Retail investing has long proved a tantalizing prospect for private equity players. Traditionally a space for limited partners with huge asset pools, like family offices, endowments, pension programs, high net worth individuals (HWNI) and more, private equity funds saw their doors open just slightly more to retail investors in May. That move by SEC Chair Paul Atkins saw the previous 15% limit on private funds in closed-end funds removed. With the second half of the year in gear, then, what might the future hold for private equity — and the retail investors potentially interested?
Why might those investors be interested in the first place? Following a strong 2024, the S&P 500 has returned a disappointing 7.7% YTD. That trails last year’s 25% return according to YCharts data. For those investors with longer time horizons, expanding into the private equity space could help add some “alternative” exposure to standard equities.
What, then, is the outlook for private equities themselves, and the outlook on retail investor access? Here are three thoughts on that outlook for the second half.
After Asset Dropoff, Private Equity AUM to Rebound?
After almost two decades of continuous AUM growth, private equity AUM dropped in 2024, according to Bain & Company. Furthermore, according to Investopedia global deal volume saw some postpandemic recovery between 2023 and 2024, rising 22% from $1.3 trillion to $1.7 trillion.
One factor that has contributed to that slowdown in deals and reduced asset inflows may be private equity holding periods. Those periods — the length of time private equity firms hold investments before selling them off — have grown by almost a full year on average. That's almost 12 months of liquidity being locked up in ambitious, but complicated, arrangements.
That growing waiting period may reflect how high interest rates have impacted deal valuations. Appealing financing costs around the time of the pandemic have since risen precipitously amid serious inflation. That has significantly shifted the “valuation expectations” of buyers and sellers looking to make deals according to S&P Global analysis.
Should rates ease in the second half and other exogenous geopolitical factors don’t intervene in the interim, the private equity machine may start humming again to previous levels.
New Technology & Growing Retail Access
Amid that aforementioned uncertainty regarding private equity AUM, “retailization” becomes a very attractive trend. A Deloitte Center for Financial Services assessment from earlier this year projected exponential private market allocations in the retail crowd. Specifically, that analysis projected retail investors’ allocation to grow from $80 billion to an eye-watering $2.4 trillion in the United States.

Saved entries
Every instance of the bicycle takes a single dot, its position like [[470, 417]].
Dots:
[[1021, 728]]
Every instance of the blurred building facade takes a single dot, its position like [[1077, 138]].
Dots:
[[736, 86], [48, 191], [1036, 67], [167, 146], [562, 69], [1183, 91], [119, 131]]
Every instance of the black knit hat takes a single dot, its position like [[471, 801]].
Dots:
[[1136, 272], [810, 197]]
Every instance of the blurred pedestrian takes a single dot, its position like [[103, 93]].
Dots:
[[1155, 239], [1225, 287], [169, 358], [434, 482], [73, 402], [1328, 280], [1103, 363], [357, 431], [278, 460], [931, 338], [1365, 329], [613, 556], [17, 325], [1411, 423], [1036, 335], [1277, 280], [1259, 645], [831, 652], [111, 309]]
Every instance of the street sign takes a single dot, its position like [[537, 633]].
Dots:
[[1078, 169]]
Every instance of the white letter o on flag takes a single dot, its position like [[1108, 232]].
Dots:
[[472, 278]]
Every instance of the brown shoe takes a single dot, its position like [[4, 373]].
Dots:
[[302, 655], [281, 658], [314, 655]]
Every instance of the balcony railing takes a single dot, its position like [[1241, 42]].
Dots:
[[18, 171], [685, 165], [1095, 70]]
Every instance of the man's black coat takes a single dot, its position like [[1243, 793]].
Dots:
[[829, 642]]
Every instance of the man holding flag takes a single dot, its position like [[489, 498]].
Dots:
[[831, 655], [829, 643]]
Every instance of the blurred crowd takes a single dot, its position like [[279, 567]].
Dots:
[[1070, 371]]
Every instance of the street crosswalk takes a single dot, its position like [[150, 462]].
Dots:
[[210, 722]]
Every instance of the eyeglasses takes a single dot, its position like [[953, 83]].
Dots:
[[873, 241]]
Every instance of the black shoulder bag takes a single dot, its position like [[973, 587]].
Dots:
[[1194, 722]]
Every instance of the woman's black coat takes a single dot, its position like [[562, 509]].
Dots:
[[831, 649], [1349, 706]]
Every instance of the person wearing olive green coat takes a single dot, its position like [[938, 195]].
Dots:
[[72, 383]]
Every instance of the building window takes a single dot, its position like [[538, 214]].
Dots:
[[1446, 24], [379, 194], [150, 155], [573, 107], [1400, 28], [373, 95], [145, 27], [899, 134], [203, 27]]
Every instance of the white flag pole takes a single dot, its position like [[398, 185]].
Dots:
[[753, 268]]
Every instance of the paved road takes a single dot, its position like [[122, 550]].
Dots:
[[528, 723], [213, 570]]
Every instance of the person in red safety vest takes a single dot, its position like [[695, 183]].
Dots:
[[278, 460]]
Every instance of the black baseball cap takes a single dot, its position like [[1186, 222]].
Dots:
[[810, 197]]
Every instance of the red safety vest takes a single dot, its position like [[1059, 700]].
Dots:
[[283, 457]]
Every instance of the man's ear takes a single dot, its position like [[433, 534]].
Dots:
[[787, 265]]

■ **What is required**:
Write out the passage from the private equity article above, starting at "What, then, is" and ending at "the second half.".

■ **Written answer**:
What, then, is the outlook for private equities themselves, and the outlook on retail investor access? Here are three thoughts on that outlook for the second half.